I *LOVE* the core idea (seriously, this made my week), though I think we should
take it a step further and _immediately_ do DPAMT maintenance on allocation.
I.e. do tdx_pamt_get() via tdx_alloc_control_page() when KVM tops up the S-EPT
SP cache instead of waiting until KVM links the SP.  Then KVM doesn't need to
track PAMT pages except for memory that is mapped into a guest, and we end up
with better symmetry and more consistency throughout TDX.  E.g. all pages that
KVM allocates and gifts to the TDX-Module will allocated and freed via the same
TDX APIs.

Absolute worst case scenario, KVM allocates 40 (KVM's SP cache capacity) PAMT
entries per-vCPU that end up being free without ever being gifted to the TDX-Module.

(What you will do)
A) Answer these questions about the post on DPAMT maintenance:
(i) Through which function does the writer propose calling tdx_pamt_get()?
(ii) At what point does the writer want KVM to do the DPAMT maintenance, instead of waiting until KVM links the SP?
(iii) What number is given as KVM's SP cache capacity?
B) How would the post on DPAMT maintenance go on? Write the next few sentences.

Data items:
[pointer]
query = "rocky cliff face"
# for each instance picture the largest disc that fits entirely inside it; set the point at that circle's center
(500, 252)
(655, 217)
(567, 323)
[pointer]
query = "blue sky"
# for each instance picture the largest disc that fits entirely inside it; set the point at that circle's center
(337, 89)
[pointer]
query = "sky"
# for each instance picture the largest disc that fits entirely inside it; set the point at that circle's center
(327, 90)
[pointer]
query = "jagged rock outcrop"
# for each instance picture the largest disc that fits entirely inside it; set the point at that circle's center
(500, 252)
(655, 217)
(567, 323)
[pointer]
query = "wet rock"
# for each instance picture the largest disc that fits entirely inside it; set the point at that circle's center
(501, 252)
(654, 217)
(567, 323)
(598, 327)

(Solved problems)
A)
(i) tdx_alloc_control_page()
(ii) When KVM tops up the S-EPT SP cache
(iii) 40

B)
But I doubt that will be a problem in practice, because odds are good the adjacent
pages/pfns will already have been consumed, i.e. the "speculative" allocation is
really just bumping the refcount.  And _if_ it's a problem, e.g. results in too
many wasted DPAMT entries, then it's one we can solve in KVM by tuning the cache
capacity to less aggresively allocate DPAMT entries.

I'll send compile-tested v4 for the DPAMT series later today (I think I can get
it out today), as I have other non-trival feedback that I've accumulated when
going through the patches.